> Aim of the task:
Reproduce the items below word for word, starting at the very first line and ending at the line containing "[(552, 342), (75, 343)]", with both of those lines included.

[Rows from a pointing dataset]
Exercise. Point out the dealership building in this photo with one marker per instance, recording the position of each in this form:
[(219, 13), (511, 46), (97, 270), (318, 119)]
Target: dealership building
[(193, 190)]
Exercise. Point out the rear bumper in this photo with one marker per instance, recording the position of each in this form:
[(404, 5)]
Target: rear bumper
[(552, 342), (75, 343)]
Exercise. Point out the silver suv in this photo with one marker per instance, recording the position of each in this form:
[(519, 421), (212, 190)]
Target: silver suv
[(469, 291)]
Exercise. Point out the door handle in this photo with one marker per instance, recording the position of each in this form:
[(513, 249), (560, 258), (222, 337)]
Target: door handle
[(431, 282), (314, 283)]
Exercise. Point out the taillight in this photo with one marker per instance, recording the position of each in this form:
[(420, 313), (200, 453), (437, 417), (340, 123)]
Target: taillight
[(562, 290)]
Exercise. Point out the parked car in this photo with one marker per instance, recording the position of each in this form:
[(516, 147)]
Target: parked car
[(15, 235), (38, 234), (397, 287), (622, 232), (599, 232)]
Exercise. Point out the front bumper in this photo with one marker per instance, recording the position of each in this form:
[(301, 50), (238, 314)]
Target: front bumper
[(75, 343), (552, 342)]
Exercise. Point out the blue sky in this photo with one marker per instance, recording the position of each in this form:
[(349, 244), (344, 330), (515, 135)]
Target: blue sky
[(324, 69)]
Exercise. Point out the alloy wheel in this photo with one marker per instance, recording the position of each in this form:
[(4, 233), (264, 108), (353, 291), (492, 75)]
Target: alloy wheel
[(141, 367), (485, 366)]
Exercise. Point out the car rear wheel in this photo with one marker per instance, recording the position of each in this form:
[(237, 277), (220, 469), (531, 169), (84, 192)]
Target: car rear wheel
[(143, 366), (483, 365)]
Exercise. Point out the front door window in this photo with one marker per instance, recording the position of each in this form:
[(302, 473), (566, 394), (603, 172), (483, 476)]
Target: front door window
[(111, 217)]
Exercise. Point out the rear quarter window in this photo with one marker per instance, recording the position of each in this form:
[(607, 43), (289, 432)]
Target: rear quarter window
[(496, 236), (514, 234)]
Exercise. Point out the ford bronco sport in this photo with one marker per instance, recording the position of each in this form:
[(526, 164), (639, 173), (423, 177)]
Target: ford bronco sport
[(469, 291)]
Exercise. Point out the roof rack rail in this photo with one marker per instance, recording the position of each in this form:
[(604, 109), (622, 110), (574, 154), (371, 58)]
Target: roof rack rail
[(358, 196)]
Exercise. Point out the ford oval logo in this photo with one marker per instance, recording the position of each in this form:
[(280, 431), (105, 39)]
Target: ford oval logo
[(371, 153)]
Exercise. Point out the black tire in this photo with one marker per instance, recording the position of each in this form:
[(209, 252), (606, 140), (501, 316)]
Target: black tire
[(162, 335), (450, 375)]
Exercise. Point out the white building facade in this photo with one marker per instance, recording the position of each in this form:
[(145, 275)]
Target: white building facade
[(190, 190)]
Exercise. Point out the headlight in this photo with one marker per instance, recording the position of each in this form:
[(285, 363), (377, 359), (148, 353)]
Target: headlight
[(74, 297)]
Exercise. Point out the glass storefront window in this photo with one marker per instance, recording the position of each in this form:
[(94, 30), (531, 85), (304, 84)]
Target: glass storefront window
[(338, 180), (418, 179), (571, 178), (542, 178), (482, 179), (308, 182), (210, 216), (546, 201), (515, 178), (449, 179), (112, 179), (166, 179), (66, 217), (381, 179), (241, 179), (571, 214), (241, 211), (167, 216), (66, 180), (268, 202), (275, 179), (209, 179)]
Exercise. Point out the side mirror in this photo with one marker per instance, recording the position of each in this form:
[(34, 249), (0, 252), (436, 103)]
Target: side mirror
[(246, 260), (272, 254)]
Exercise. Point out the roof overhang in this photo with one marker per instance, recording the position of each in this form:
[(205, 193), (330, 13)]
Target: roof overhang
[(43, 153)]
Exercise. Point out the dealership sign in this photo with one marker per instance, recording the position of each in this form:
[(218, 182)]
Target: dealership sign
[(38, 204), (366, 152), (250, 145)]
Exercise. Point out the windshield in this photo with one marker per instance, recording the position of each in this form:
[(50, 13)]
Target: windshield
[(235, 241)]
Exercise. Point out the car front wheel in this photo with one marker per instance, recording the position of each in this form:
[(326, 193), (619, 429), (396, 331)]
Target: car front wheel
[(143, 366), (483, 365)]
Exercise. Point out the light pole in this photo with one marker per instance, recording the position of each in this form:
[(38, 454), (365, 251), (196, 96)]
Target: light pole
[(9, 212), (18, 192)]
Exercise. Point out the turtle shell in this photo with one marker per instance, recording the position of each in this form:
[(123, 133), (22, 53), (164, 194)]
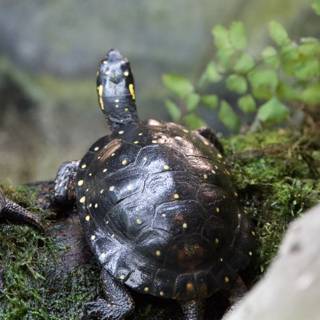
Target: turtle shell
[(160, 213)]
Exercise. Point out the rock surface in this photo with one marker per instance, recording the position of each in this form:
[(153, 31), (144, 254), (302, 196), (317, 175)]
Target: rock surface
[(290, 288)]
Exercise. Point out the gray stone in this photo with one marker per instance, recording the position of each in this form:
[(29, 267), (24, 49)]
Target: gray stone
[(290, 288)]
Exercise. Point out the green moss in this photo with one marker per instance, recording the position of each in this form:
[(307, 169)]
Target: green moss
[(276, 176), (34, 288), (275, 172)]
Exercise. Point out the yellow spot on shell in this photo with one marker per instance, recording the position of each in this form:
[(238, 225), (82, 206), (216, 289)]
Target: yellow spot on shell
[(132, 92)]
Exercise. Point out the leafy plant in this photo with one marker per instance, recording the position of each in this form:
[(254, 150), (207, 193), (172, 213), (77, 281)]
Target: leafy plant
[(284, 76)]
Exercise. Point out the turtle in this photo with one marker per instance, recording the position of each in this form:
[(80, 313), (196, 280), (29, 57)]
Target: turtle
[(156, 204)]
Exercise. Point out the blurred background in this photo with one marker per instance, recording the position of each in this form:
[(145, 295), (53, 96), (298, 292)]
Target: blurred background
[(49, 52)]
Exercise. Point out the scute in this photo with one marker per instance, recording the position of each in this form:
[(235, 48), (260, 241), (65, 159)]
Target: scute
[(160, 213)]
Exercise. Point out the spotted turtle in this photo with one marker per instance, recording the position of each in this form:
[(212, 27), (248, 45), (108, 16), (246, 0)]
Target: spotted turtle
[(156, 204)]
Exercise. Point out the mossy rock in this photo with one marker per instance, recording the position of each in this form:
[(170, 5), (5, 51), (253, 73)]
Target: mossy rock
[(51, 276)]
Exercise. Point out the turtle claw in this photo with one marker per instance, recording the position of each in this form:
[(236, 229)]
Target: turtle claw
[(101, 310)]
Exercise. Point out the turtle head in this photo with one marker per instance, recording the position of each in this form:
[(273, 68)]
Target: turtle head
[(115, 88)]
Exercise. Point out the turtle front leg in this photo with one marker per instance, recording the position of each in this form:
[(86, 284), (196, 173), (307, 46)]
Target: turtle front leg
[(193, 309), (64, 185), (12, 212), (117, 306)]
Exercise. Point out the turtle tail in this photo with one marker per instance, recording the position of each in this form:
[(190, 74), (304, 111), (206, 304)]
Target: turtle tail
[(115, 88)]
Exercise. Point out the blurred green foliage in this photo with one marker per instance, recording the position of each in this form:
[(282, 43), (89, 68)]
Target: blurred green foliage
[(284, 76)]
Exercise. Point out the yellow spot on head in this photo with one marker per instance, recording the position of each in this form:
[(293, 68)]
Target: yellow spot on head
[(131, 89), (166, 167), (190, 286), (100, 93)]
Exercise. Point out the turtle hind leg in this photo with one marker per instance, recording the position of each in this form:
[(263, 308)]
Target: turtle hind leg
[(193, 309), (117, 306), (64, 185), (14, 213)]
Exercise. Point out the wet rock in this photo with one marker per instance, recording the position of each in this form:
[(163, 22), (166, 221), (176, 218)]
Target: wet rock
[(290, 288)]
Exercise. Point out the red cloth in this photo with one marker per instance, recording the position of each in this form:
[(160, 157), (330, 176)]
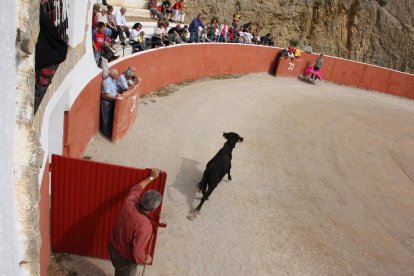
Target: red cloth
[(132, 229)]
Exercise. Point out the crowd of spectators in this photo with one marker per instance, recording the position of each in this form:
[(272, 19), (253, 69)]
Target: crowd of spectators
[(108, 26)]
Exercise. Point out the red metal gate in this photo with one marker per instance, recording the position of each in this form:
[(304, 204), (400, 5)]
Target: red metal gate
[(86, 197)]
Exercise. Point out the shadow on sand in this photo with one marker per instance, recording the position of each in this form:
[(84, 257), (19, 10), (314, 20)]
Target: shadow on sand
[(186, 181)]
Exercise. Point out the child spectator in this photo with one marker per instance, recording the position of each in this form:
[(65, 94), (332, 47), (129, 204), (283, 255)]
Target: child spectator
[(121, 25), (102, 16), (267, 40), (166, 9), (101, 44), (308, 49), (194, 28), (152, 4), (213, 30), (317, 68), (184, 33), (178, 11), (124, 82), (256, 36), (174, 35), (224, 29), (96, 9), (157, 38), (236, 19), (204, 37), (231, 36), (133, 38), (112, 24)]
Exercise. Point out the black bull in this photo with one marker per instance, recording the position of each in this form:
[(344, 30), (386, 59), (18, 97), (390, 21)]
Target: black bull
[(218, 167)]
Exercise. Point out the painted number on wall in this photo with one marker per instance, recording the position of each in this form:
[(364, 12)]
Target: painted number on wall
[(134, 103)]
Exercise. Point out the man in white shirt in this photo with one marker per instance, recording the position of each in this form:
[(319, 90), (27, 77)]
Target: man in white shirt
[(121, 25), (123, 83), (109, 95)]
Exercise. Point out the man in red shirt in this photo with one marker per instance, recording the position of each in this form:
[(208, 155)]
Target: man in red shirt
[(133, 230)]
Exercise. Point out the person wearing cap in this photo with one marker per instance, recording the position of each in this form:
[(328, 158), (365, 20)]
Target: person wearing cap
[(132, 230)]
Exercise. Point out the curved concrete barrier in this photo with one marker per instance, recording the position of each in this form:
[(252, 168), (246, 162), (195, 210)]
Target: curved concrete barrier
[(162, 67)]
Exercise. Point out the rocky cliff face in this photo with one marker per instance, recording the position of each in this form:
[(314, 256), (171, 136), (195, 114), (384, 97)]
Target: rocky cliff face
[(360, 30)]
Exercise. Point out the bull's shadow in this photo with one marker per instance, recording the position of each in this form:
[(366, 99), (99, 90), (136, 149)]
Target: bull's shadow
[(186, 181)]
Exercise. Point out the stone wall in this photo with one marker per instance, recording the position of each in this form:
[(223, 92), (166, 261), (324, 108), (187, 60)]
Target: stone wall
[(354, 29), (26, 148)]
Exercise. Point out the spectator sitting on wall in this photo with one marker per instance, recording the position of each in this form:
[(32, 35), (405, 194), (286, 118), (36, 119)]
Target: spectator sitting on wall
[(246, 36), (152, 4), (178, 11), (231, 36), (112, 24), (134, 79), (317, 68), (167, 9), (133, 38), (256, 36), (166, 40), (173, 34), (101, 44), (124, 83), (96, 9), (224, 29), (308, 49), (121, 25), (102, 16), (298, 54), (183, 32), (236, 19), (267, 40), (158, 37), (194, 28), (213, 30), (203, 36), (291, 52), (109, 95)]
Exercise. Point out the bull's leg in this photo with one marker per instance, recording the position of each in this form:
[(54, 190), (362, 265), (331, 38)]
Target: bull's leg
[(197, 209), (202, 185)]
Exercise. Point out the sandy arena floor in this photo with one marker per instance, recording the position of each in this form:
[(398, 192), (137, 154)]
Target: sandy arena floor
[(323, 183)]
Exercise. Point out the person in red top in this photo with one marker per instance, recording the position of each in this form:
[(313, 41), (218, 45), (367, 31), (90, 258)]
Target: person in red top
[(100, 43), (178, 11), (96, 9), (133, 230)]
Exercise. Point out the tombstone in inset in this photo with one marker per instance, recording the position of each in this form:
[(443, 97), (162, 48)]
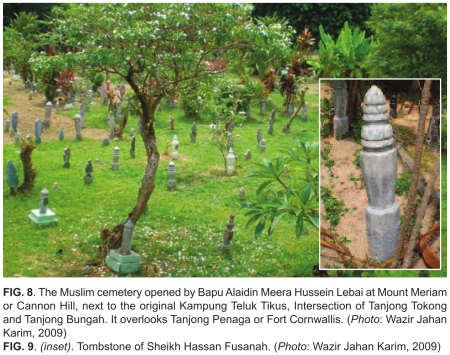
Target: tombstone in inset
[(175, 145), (172, 176), (340, 120), (88, 177), (230, 162), (15, 120), (17, 138), (38, 127), (230, 142), (379, 167), (82, 114), (43, 216), (78, 135), (248, 154), (393, 106), (115, 165), (263, 145), (111, 126), (434, 129), (66, 157), (138, 131), (48, 114), (259, 137), (242, 194), (304, 112), (228, 234), (124, 261), (105, 142), (12, 179), (133, 147)]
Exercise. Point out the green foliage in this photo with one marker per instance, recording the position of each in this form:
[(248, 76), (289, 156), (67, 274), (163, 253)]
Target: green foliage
[(345, 57), (411, 41), (295, 199)]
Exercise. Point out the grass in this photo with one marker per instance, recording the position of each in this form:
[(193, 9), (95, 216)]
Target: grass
[(182, 230)]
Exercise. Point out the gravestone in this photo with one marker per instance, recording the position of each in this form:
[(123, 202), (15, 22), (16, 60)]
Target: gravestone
[(66, 157), (340, 120), (172, 176), (105, 142), (379, 167), (43, 216), (115, 165), (15, 120), (78, 135), (12, 179), (38, 127), (248, 154), (88, 177), (228, 234), (48, 114), (193, 134), (133, 147), (175, 145)]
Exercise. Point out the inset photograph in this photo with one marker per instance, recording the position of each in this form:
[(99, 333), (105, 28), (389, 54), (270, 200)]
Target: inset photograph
[(380, 174)]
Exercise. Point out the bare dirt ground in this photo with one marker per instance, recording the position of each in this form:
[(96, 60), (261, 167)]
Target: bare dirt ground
[(344, 179), (30, 111)]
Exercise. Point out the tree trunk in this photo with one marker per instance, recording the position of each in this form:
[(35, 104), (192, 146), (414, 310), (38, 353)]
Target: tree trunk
[(413, 238), (416, 171)]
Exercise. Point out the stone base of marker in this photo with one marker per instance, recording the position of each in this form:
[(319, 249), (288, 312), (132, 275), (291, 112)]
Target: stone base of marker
[(383, 229), (126, 264), (42, 219)]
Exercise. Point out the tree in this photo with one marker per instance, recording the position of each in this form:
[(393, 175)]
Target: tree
[(157, 49)]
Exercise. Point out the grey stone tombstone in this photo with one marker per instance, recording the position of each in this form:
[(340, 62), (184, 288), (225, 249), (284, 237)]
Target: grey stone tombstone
[(193, 134), (304, 112), (242, 194), (82, 114), (340, 120), (263, 107), (15, 120), (172, 176), (133, 147), (111, 126), (116, 156), (259, 137), (38, 127), (78, 135), (12, 179), (228, 234), (48, 114), (17, 138), (138, 130), (248, 154), (105, 142), (263, 145), (88, 177), (66, 157), (379, 167)]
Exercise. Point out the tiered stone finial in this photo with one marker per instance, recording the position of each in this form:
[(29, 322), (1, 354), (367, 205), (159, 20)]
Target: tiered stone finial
[(340, 121), (379, 167)]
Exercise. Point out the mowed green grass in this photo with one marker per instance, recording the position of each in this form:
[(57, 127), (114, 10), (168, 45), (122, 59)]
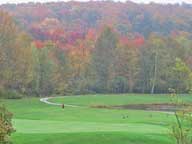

> Reply:
Exercise. Point out the dealership building in this photo with one marker per instance, recording the position of each in this form:
[(219, 13), (511, 46), (97, 270), (318, 119)]
Target: dealership building
[(193, 190)]
Exercise. Point out the rear bumper in this photo with one marker per instance, recording the position of each in this form:
[(404, 5)]
Target: rear bumper
[(552, 342), (75, 343)]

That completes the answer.